What is required:
Return the lines of the records below exactly as they appear, from the line containing "Locate the window and" through the line containing "column 81, row 2", inclusive.
--- START ---
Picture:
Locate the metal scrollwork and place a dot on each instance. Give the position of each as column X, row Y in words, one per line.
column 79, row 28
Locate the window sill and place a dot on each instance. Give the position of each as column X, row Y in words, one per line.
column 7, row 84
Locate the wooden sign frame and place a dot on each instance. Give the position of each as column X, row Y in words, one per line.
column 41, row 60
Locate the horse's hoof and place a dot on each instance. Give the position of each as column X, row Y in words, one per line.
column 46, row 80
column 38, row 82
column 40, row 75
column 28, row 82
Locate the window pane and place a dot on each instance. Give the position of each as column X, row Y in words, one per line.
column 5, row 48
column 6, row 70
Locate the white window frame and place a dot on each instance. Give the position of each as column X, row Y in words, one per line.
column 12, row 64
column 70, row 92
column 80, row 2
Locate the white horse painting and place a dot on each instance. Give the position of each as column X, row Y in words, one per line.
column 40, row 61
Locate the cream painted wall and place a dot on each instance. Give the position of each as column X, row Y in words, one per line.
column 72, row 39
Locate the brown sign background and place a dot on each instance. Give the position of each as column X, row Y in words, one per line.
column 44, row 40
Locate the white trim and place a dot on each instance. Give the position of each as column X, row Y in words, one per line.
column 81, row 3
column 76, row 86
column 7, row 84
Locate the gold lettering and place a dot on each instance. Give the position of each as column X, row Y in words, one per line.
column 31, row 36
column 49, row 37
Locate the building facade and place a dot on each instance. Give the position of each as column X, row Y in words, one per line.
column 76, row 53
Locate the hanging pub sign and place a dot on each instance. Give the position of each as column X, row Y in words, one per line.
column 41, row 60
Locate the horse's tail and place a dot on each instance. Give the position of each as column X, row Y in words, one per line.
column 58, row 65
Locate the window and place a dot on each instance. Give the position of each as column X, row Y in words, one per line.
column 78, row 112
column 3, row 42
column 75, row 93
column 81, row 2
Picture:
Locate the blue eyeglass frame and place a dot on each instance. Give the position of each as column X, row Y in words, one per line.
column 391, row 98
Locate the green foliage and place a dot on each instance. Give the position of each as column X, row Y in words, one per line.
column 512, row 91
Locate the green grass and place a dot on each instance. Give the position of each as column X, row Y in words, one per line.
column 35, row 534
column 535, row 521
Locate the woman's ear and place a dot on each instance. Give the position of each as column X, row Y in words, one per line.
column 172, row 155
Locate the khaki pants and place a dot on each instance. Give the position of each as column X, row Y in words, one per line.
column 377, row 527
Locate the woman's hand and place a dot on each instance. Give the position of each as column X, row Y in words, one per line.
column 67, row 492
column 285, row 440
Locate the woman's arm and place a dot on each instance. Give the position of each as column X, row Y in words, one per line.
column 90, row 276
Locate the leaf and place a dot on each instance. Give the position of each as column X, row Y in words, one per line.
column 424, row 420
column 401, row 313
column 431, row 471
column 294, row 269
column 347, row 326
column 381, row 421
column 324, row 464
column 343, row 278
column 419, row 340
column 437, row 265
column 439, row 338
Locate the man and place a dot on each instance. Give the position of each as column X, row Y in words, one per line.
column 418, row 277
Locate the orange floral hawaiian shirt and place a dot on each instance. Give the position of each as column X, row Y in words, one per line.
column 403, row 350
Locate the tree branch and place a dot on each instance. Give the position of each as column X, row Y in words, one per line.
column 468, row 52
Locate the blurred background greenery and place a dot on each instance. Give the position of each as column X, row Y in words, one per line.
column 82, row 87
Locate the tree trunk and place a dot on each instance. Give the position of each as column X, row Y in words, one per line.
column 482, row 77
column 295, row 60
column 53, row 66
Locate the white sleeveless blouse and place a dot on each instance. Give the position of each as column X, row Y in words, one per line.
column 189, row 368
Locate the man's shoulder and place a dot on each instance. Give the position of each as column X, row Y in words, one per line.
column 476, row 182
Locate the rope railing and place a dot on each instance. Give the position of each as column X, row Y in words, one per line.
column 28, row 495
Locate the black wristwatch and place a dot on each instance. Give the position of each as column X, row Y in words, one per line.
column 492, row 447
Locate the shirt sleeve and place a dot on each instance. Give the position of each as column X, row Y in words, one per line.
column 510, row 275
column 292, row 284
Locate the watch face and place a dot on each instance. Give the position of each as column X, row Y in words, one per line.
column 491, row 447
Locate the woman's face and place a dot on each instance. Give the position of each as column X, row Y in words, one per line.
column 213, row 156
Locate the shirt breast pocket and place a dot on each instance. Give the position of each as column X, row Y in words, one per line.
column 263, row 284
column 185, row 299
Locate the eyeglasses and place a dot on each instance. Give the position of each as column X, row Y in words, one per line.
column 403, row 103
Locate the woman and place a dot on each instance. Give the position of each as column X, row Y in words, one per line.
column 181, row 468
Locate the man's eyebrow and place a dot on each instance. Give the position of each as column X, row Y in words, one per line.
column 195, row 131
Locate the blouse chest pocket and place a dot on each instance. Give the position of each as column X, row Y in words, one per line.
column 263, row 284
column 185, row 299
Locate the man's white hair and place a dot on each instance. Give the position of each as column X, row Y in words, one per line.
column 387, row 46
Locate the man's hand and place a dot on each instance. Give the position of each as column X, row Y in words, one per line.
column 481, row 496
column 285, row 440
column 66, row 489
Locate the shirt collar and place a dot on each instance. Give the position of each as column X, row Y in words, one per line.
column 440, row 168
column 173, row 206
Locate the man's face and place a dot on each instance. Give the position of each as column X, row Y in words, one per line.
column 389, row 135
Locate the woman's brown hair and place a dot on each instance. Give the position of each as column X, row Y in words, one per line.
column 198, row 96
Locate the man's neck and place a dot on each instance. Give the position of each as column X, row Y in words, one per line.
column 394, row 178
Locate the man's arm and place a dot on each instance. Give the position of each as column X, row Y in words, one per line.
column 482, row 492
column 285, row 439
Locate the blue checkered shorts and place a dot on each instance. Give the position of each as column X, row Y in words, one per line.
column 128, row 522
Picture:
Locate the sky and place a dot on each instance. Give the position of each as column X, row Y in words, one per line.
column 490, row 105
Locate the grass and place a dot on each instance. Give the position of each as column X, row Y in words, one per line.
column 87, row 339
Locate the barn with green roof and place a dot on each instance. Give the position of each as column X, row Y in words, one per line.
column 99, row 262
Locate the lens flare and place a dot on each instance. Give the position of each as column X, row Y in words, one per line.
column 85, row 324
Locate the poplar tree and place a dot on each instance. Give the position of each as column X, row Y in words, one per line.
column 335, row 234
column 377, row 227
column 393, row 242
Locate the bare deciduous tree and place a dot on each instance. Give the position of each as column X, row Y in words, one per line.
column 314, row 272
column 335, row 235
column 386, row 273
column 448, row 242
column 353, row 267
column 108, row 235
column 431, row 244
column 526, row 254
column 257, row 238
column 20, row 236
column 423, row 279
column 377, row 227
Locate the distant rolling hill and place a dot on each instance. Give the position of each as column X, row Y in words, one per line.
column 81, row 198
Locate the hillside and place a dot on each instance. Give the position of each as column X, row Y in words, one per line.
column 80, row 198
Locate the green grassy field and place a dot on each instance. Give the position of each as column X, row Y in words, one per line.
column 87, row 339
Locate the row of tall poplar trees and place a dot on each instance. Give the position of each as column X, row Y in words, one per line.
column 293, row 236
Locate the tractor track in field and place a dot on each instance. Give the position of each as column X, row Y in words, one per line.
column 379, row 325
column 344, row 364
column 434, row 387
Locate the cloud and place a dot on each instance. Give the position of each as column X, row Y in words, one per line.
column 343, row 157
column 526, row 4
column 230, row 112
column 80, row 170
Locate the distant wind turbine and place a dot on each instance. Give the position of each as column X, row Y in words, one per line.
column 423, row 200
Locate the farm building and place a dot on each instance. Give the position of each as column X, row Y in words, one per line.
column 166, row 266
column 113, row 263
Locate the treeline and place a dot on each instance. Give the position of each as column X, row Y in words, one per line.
--- END ---
Written response:
Locate the window and place a dot on each instance. Give the position of each as column X, row Y in words, one per line.
column 78, row 112
column 3, row 42
column 75, row 93
column 81, row 2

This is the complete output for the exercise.